§ Task:
Quote exactly, and only, the lines from the one with "of the rusty" through the end of the listing.
—————
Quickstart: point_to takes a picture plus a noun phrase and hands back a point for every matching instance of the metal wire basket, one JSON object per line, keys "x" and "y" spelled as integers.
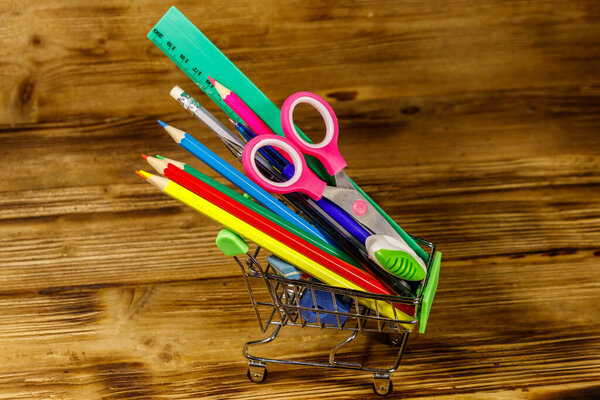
{"x": 304, "y": 304}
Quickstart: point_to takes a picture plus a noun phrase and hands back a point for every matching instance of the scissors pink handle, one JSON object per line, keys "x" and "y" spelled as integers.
{"x": 303, "y": 180}
{"x": 326, "y": 151}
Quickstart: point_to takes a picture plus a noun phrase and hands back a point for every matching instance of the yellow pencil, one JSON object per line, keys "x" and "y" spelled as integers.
{"x": 246, "y": 230}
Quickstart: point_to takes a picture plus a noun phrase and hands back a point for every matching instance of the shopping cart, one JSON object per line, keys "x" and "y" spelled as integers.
{"x": 303, "y": 304}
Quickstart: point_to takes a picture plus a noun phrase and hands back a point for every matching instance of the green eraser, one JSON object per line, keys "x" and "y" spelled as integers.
{"x": 429, "y": 294}
{"x": 230, "y": 243}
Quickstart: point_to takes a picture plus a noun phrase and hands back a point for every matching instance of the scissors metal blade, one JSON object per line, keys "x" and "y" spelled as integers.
{"x": 346, "y": 197}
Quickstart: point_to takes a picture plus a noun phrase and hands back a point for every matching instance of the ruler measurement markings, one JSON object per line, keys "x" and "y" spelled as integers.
{"x": 186, "y": 64}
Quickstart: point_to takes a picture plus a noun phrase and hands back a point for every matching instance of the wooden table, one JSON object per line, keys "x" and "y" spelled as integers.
{"x": 474, "y": 124}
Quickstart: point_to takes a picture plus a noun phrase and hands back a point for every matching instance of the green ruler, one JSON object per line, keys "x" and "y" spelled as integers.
{"x": 199, "y": 58}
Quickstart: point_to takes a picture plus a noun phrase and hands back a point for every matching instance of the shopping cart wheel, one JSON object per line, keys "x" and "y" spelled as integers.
{"x": 257, "y": 373}
{"x": 382, "y": 385}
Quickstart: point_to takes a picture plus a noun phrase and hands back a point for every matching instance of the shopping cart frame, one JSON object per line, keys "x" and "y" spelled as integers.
{"x": 283, "y": 302}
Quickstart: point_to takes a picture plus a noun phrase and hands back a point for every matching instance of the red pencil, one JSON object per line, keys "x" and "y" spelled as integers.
{"x": 241, "y": 109}
{"x": 347, "y": 271}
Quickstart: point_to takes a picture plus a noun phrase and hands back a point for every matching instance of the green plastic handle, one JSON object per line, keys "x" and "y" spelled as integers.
{"x": 428, "y": 295}
{"x": 230, "y": 243}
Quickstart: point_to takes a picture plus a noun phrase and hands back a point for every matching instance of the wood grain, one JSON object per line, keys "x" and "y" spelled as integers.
{"x": 473, "y": 124}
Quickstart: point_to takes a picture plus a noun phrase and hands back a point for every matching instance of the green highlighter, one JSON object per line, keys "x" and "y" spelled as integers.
{"x": 199, "y": 58}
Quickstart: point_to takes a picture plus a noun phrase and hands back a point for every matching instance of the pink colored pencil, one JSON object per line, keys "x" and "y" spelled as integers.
{"x": 241, "y": 109}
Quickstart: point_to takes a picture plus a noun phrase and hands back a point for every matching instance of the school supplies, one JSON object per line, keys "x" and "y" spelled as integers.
{"x": 398, "y": 258}
{"x": 338, "y": 295}
{"x": 205, "y": 191}
{"x": 315, "y": 241}
{"x": 199, "y": 58}
{"x": 244, "y": 229}
{"x": 241, "y": 109}
{"x": 186, "y": 141}
{"x": 283, "y": 268}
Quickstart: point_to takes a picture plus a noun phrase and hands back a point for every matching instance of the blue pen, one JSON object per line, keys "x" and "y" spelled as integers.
{"x": 287, "y": 170}
{"x": 276, "y": 159}
{"x": 186, "y": 141}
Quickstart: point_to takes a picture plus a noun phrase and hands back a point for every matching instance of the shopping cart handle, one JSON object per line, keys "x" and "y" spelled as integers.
{"x": 230, "y": 243}
{"x": 429, "y": 293}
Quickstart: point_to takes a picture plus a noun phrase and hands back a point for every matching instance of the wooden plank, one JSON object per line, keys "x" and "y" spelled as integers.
{"x": 76, "y": 65}
{"x": 472, "y": 124}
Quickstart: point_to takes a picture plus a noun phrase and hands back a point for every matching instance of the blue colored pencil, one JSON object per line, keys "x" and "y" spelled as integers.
{"x": 202, "y": 152}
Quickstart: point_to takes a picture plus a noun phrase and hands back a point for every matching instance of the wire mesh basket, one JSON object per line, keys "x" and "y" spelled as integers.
{"x": 308, "y": 304}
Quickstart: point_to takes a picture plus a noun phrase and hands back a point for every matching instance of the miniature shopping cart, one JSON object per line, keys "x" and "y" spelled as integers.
{"x": 304, "y": 304}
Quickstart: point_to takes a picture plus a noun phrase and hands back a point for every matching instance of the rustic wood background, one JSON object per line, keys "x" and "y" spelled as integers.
{"x": 474, "y": 124}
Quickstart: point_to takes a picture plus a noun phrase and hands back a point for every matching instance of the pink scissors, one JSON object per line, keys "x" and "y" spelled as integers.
{"x": 384, "y": 244}
{"x": 327, "y": 152}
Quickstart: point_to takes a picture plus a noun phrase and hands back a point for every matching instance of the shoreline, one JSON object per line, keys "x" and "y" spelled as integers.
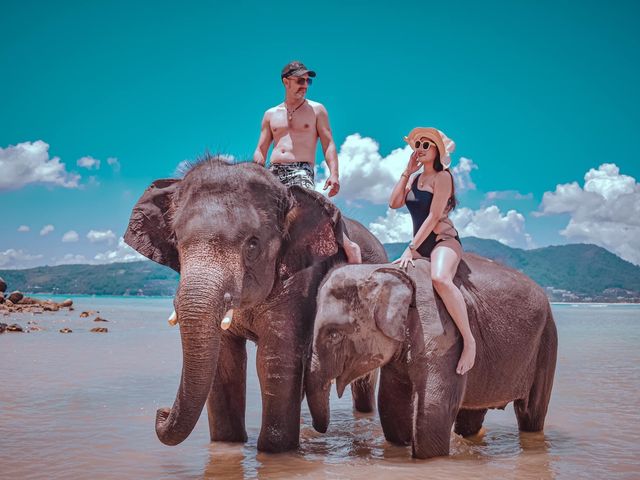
{"x": 85, "y": 295}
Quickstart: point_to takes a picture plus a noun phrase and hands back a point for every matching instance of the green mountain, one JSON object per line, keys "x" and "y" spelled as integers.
{"x": 583, "y": 270}
{"x": 569, "y": 272}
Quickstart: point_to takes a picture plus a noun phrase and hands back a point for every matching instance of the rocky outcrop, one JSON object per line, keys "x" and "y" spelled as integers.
{"x": 17, "y": 302}
{"x": 15, "y": 297}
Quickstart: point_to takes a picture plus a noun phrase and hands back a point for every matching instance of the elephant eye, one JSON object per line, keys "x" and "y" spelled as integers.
{"x": 335, "y": 336}
{"x": 252, "y": 248}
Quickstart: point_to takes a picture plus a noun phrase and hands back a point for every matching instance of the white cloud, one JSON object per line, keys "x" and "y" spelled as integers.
{"x": 70, "y": 236}
{"x": 12, "y": 258}
{"x": 182, "y": 168}
{"x": 394, "y": 227}
{"x": 507, "y": 195}
{"x": 490, "y": 223}
{"x": 366, "y": 175}
{"x": 89, "y": 163}
{"x": 96, "y": 236}
{"x": 71, "y": 259}
{"x": 123, "y": 253}
{"x": 114, "y": 164}
{"x": 462, "y": 174}
{"x": 29, "y": 162}
{"x": 47, "y": 229}
{"x": 604, "y": 211}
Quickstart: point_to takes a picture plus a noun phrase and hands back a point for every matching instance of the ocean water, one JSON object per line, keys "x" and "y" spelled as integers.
{"x": 83, "y": 405}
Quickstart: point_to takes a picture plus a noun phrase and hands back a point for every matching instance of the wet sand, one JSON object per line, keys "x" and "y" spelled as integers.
{"x": 82, "y": 405}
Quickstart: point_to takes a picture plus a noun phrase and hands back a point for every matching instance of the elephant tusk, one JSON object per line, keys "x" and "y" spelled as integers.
{"x": 173, "y": 319}
{"x": 226, "y": 321}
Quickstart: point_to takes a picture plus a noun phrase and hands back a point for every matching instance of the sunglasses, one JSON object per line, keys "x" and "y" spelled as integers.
{"x": 302, "y": 81}
{"x": 425, "y": 145}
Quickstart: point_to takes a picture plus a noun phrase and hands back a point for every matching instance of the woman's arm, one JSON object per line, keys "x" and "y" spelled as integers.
{"x": 399, "y": 192}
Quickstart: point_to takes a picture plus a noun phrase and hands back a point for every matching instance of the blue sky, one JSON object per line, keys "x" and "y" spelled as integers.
{"x": 536, "y": 95}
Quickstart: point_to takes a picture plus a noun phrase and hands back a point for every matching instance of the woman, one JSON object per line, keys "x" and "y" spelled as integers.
{"x": 430, "y": 197}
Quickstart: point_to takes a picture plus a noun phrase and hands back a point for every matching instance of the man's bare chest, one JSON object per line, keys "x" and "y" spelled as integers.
{"x": 300, "y": 123}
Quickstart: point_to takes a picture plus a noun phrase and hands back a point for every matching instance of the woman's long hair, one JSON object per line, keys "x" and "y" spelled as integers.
{"x": 437, "y": 165}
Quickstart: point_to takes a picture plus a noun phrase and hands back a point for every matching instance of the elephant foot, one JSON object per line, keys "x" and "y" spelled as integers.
{"x": 469, "y": 422}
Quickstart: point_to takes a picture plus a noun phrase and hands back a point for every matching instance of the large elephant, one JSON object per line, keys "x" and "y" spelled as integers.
{"x": 243, "y": 241}
{"x": 372, "y": 316}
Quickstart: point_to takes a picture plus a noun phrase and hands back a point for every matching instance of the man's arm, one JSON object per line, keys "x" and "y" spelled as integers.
{"x": 260, "y": 155}
{"x": 329, "y": 150}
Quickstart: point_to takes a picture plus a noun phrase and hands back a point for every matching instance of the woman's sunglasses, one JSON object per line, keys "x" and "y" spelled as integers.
{"x": 425, "y": 145}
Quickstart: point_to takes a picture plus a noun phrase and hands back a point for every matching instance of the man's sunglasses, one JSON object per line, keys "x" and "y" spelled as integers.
{"x": 302, "y": 81}
{"x": 425, "y": 145}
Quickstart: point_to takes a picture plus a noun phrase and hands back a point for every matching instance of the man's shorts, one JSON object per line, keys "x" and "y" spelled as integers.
{"x": 296, "y": 173}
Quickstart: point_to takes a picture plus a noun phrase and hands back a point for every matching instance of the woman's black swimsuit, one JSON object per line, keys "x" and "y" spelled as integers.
{"x": 419, "y": 206}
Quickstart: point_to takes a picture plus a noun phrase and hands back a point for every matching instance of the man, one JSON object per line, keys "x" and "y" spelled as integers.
{"x": 294, "y": 127}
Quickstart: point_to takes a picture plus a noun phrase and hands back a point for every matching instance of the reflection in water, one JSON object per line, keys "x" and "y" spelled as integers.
{"x": 95, "y": 396}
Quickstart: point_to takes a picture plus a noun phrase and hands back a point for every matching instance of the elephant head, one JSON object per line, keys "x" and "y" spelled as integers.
{"x": 359, "y": 326}
{"x": 232, "y": 231}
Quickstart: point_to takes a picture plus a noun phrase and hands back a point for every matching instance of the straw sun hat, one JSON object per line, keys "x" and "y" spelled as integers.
{"x": 445, "y": 145}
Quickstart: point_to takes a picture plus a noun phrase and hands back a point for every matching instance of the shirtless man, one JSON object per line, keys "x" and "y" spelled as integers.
{"x": 294, "y": 127}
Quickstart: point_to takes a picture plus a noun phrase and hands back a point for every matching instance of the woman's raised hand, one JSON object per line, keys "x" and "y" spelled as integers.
{"x": 413, "y": 166}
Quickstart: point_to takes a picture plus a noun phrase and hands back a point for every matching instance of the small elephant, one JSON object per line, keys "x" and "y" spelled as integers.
{"x": 372, "y": 316}
{"x": 243, "y": 242}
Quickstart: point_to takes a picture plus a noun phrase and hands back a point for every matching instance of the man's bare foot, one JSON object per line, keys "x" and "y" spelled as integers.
{"x": 468, "y": 357}
{"x": 352, "y": 249}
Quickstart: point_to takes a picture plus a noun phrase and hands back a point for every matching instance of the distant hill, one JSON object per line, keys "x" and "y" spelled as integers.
{"x": 584, "y": 270}
{"x": 134, "y": 278}
{"x": 569, "y": 272}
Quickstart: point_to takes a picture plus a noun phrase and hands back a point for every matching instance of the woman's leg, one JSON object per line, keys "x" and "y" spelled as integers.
{"x": 444, "y": 264}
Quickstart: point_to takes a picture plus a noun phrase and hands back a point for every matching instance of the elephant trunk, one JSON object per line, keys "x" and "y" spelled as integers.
{"x": 317, "y": 387}
{"x": 200, "y": 307}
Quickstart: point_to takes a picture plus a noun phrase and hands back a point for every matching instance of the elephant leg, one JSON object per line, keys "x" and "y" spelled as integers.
{"x": 439, "y": 397}
{"x": 469, "y": 422}
{"x": 227, "y": 398}
{"x": 280, "y": 371}
{"x": 363, "y": 392}
{"x": 395, "y": 406}
{"x": 532, "y": 410}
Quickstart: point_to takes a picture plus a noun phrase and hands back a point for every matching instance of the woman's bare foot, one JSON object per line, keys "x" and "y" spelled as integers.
{"x": 468, "y": 357}
{"x": 352, "y": 249}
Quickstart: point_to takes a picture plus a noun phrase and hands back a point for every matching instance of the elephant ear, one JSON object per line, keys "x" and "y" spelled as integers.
{"x": 389, "y": 293}
{"x": 149, "y": 231}
{"x": 313, "y": 231}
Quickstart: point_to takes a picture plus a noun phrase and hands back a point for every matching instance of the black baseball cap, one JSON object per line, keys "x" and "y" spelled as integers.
{"x": 296, "y": 69}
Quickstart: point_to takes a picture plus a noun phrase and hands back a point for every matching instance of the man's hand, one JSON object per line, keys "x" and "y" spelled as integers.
{"x": 333, "y": 183}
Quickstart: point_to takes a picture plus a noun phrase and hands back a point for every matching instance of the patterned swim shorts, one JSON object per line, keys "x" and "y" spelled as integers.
{"x": 296, "y": 173}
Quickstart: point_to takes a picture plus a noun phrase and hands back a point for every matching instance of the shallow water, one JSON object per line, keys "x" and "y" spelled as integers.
{"x": 83, "y": 405}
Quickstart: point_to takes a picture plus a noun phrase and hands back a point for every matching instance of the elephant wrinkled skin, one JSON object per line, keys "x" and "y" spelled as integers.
{"x": 242, "y": 240}
{"x": 372, "y": 316}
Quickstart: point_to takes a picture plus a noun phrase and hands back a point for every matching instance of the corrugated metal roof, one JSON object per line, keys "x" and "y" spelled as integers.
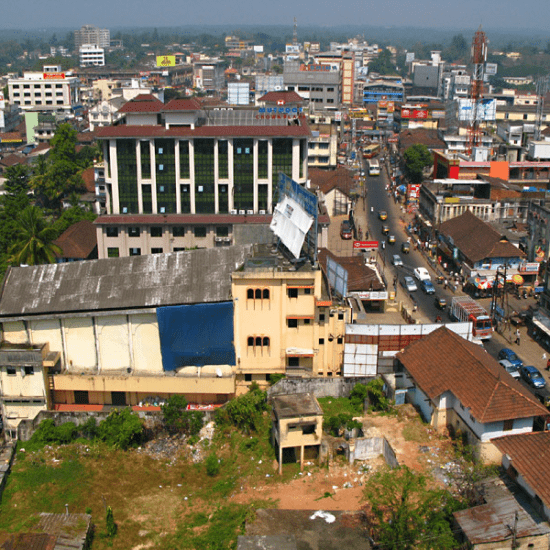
{"x": 196, "y": 276}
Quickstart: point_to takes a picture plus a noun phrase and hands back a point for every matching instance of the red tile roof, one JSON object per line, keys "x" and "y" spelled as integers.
{"x": 287, "y": 97}
{"x": 143, "y": 103}
{"x": 128, "y": 131}
{"x": 477, "y": 240}
{"x": 182, "y": 105}
{"x": 469, "y": 373}
{"x": 78, "y": 241}
{"x": 530, "y": 454}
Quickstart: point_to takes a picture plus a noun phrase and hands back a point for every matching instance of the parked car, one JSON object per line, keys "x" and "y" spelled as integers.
{"x": 409, "y": 284}
{"x": 532, "y": 376}
{"x": 509, "y": 368}
{"x": 427, "y": 286}
{"x": 421, "y": 273}
{"x": 510, "y": 355}
{"x": 345, "y": 230}
{"x": 396, "y": 260}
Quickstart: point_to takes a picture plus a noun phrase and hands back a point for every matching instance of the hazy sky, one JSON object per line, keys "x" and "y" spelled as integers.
{"x": 42, "y": 14}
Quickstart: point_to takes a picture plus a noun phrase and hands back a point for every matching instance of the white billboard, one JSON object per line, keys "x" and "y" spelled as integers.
{"x": 291, "y": 223}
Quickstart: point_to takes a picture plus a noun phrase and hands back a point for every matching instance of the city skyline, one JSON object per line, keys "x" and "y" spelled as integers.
{"x": 32, "y": 14}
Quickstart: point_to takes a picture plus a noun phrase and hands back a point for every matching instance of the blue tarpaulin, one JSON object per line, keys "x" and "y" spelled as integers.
{"x": 196, "y": 335}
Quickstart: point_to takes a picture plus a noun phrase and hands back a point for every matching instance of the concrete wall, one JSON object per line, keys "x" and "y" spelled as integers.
{"x": 319, "y": 387}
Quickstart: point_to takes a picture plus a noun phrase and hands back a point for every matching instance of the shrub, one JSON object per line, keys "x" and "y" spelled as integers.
{"x": 212, "y": 465}
{"x": 178, "y": 419}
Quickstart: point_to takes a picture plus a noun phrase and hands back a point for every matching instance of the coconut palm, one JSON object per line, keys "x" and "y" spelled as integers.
{"x": 33, "y": 239}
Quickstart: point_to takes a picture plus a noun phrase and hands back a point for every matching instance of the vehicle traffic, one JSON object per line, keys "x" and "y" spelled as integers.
{"x": 467, "y": 310}
{"x": 532, "y": 376}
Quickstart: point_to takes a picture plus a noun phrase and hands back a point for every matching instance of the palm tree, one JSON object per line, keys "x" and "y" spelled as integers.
{"x": 34, "y": 239}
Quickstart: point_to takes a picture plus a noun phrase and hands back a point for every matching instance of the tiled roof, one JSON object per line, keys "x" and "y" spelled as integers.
{"x": 288, "y": 97}
{"x": 530, "y": 454}
{"x": 126, "y": 131}
{"x": 182, "y": 105}
{"x": 360, "y": 276}
{"x": 469, "y": 373}
{"x": 327, "y": 180}
{"x": 143, "y": 103}
{"x": 477, "y": 240}
{"x": 78, "y": 240}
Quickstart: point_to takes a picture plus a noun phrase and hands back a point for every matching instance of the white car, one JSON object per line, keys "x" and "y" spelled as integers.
{"x": 421, "y": 273}
{"x": 396, "y": 260}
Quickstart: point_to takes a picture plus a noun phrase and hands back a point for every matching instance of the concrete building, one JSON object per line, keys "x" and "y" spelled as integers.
{"x": 50, "y": 90}
{"x": 88, "y": 34}
{"x": 177, "y": 172}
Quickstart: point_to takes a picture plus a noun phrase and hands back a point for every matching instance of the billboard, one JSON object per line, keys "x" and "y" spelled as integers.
{"x": 166, "y": 60}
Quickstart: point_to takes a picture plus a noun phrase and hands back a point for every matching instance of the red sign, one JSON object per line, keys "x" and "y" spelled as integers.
{"x": 365, "y": 245}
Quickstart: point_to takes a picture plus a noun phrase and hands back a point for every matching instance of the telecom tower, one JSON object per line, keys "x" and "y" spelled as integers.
{"x": 479, "y": 57}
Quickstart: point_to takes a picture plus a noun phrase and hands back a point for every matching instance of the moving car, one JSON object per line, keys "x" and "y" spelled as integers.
{"x": 345, "y": 230}
{"x": 509, "y": 355}
{"x": 409, "y": 284}
{"x": 421, "y": 273}
{"x": 509, "y": 368}
{"x": 396, "y": 260}
{"x": 427, "y": 286}
{"x": 532, "y": 376}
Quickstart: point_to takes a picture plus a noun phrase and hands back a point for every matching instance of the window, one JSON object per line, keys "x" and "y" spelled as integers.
{"x": 112, "y": 231}
{"x": 508, "y": 425}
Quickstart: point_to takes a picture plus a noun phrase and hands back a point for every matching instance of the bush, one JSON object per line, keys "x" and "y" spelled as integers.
{"x": 244, "y": 412}
{"x": 121, "y": 429}
{"x": 212, "y": 465}
{"x": 178, "y": 419}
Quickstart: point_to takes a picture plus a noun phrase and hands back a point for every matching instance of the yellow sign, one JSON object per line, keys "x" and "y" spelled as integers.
{"x": 166, "y": 60}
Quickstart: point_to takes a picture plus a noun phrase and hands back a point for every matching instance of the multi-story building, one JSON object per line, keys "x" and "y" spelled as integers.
{"x": 91, "y": 55}
{"x": 89, "y": 34}
{"x": 179, "y": 175}
{"x": 50, "y": 90}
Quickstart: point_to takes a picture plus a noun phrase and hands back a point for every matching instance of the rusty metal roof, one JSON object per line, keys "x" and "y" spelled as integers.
{"x": 195, "y": 276}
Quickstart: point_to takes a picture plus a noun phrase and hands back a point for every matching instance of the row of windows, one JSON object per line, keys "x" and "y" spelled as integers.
{"x": 177, "y": 231}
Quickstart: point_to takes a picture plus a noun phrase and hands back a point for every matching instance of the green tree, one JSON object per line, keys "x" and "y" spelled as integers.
—————
§ Task answer:
Quickstart: point_to takes a picture plus a noun phrase and hands back a point for every matching instance of the rusty metal roof, one JSON object per line, keys "x" and "y" spelled as integers.
{"x": 195, "y": 276}
Quickstart: point_to takes a picture plus a noun phrase and hands back a point for every matching instance of the row of windows, one JSON object per line, keys "x" and "y" spelled as integers.
{"x": 177, "y": 231}
Quickstart: point_to takes a picture plus a noun phrase and hands back a point for every matching instance of the green tree, one JSON object per line, keys "x" and "y" spelled as integers.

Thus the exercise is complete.